§ **Instructions for the task**
Reproduce, character for character, the lines of the items below from the one containing "of the weathered" through the one containing "left=738, top=620, right=1344, bottom=744".

Start of Input data

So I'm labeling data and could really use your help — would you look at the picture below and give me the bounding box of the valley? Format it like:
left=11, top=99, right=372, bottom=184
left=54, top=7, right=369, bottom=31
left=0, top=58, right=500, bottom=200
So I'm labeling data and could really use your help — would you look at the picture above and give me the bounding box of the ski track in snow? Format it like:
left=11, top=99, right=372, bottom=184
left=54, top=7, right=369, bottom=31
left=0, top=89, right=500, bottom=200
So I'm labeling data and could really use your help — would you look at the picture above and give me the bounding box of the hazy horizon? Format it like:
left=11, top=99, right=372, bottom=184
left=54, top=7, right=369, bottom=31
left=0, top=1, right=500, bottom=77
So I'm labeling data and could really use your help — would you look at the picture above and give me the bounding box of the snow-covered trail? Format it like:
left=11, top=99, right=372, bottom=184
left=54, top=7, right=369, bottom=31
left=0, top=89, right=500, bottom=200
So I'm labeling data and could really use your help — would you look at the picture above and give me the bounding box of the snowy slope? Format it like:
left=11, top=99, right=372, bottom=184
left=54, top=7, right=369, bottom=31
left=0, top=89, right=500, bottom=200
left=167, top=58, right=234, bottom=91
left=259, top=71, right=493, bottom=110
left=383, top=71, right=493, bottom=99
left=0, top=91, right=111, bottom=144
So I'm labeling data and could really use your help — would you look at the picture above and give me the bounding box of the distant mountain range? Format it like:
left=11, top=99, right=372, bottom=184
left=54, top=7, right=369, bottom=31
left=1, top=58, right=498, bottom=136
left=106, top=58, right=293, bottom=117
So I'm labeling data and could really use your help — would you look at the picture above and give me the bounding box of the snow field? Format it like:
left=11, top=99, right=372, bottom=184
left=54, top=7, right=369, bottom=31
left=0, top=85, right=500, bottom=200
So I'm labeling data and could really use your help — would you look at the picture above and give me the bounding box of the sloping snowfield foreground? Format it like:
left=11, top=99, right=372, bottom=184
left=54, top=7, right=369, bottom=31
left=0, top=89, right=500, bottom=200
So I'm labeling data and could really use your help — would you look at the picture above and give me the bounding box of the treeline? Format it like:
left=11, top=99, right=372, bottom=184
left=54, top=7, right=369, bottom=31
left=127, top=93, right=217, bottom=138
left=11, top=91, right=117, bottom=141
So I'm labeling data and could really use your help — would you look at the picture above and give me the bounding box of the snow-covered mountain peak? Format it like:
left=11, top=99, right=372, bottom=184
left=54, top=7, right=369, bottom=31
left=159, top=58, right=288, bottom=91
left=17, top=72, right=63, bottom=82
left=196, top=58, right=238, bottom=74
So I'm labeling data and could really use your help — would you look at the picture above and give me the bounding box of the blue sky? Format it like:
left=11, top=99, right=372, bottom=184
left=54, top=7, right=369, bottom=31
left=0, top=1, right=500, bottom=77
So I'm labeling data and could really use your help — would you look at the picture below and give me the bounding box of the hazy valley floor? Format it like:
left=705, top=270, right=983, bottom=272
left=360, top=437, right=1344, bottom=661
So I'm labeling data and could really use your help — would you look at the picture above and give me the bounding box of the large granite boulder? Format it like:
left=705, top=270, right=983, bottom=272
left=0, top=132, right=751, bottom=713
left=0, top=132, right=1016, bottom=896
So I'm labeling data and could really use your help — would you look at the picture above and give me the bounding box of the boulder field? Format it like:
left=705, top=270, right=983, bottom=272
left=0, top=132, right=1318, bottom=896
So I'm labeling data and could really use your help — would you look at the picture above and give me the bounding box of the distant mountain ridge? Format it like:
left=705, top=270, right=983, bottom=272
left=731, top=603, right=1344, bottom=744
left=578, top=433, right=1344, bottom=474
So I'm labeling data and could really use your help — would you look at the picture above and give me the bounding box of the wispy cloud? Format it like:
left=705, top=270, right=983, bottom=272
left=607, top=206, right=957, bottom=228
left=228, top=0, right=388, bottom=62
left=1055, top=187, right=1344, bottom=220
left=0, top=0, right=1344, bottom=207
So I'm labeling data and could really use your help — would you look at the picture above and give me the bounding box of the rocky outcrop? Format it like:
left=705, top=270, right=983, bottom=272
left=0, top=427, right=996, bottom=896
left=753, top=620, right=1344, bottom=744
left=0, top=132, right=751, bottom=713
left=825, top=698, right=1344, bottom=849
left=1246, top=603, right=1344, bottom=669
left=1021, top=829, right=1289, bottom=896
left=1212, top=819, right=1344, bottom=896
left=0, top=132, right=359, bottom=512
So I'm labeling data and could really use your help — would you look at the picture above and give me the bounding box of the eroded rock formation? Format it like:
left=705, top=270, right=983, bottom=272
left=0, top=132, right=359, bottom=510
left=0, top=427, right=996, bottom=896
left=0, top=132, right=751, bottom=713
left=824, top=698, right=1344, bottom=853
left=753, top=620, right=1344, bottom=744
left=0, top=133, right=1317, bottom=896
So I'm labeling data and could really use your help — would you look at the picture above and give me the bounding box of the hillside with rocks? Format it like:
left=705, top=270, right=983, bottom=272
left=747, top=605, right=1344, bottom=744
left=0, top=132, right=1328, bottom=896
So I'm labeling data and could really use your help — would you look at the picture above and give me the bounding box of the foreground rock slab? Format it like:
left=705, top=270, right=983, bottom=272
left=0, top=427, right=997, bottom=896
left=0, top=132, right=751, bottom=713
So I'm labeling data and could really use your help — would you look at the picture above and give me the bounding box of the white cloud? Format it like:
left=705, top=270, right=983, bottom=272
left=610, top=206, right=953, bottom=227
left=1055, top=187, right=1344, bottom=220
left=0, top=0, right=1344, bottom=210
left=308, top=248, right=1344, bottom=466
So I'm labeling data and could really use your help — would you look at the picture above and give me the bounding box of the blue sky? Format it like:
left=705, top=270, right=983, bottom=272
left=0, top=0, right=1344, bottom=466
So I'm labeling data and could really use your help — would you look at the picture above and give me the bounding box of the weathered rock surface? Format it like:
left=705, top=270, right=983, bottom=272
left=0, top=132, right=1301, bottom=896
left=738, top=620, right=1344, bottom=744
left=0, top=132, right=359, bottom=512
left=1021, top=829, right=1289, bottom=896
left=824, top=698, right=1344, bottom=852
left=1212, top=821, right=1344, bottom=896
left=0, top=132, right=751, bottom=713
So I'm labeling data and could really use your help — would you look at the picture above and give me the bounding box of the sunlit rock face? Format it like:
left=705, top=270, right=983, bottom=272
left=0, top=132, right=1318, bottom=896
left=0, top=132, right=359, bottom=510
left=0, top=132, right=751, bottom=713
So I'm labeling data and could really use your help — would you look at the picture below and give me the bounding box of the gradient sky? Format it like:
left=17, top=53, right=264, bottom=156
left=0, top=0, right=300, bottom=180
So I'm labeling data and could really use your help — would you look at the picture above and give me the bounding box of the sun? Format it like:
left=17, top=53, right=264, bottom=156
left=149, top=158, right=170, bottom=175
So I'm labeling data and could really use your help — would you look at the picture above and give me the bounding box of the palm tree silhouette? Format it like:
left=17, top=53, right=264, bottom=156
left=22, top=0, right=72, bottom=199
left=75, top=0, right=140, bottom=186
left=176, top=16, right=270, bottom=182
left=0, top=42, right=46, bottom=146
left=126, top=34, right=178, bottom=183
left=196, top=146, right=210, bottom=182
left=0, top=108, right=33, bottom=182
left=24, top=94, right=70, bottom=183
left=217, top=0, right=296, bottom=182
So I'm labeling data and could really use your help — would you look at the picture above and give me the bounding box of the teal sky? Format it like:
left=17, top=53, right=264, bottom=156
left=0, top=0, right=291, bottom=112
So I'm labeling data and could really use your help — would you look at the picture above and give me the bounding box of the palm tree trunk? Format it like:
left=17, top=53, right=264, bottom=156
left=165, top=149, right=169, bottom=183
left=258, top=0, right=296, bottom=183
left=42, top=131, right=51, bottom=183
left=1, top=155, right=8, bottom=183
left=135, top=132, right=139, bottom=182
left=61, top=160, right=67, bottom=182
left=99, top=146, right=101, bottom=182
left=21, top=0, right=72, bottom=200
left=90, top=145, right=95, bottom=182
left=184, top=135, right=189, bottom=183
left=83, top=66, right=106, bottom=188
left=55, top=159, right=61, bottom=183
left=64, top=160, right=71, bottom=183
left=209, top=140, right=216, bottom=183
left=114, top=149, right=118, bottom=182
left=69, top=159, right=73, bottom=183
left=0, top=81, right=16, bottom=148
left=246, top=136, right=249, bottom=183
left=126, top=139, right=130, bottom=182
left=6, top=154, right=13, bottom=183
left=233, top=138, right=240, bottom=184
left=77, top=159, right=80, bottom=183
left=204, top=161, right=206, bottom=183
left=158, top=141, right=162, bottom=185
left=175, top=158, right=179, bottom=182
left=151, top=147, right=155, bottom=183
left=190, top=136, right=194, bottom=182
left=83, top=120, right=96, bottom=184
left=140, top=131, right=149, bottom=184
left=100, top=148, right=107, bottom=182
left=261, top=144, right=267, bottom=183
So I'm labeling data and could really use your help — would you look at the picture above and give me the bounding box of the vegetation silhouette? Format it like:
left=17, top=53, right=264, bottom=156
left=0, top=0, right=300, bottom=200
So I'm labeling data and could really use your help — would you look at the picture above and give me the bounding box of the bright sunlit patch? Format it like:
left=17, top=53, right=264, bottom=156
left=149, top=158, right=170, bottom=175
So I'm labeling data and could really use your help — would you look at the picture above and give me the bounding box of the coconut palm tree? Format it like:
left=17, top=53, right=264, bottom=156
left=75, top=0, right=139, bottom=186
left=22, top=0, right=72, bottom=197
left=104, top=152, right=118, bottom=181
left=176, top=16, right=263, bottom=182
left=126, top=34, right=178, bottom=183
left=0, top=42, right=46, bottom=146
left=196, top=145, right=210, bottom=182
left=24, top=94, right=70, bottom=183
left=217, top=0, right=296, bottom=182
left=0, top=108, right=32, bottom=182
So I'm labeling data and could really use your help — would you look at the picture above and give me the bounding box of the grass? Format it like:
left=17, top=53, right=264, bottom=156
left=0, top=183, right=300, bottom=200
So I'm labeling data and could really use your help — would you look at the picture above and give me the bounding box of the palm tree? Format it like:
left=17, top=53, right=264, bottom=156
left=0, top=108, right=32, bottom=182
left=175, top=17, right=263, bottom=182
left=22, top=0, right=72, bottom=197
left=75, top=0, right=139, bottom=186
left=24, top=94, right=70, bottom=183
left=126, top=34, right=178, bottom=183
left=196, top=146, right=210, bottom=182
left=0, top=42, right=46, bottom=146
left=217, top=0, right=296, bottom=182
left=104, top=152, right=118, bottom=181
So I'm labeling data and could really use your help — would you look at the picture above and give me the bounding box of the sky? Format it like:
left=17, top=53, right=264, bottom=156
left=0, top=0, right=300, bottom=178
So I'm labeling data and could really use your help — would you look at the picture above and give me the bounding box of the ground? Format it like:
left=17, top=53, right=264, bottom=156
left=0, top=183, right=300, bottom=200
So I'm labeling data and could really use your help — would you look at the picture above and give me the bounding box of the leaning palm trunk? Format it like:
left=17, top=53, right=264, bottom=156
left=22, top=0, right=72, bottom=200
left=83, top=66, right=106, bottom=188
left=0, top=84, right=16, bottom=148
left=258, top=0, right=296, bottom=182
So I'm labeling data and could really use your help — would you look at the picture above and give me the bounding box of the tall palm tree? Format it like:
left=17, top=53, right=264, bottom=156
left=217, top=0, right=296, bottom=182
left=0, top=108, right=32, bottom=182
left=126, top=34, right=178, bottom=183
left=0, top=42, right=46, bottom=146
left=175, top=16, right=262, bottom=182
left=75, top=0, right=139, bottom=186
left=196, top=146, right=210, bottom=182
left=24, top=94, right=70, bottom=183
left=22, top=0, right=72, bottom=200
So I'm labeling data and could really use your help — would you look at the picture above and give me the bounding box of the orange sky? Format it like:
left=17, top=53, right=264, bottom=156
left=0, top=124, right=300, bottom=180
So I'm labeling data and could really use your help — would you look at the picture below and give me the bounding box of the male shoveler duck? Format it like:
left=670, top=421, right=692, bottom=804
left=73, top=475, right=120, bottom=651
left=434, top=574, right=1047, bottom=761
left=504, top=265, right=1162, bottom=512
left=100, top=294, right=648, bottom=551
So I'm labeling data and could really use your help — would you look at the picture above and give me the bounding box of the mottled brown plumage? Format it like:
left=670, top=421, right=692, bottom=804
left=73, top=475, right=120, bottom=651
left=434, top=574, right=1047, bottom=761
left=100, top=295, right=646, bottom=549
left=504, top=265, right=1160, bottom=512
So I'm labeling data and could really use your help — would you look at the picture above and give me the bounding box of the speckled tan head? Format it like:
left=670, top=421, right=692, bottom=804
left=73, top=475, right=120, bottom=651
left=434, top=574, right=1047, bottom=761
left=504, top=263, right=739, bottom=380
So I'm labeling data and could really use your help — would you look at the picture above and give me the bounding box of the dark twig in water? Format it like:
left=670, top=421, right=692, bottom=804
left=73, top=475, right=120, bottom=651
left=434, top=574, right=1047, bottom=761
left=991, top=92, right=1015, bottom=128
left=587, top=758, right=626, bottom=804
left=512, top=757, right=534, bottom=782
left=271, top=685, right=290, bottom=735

End of Input data

§ **Correct answer**
So I'm labeling data and could really use your help — would you look at the picture above and give me the bounding box of the weathered rock surface? Format it like:
left=705, top=270, right=983, bottom=272
left=0, top=132, right=1301, bottom=896
left=738, top=620, right=1344, bottom=744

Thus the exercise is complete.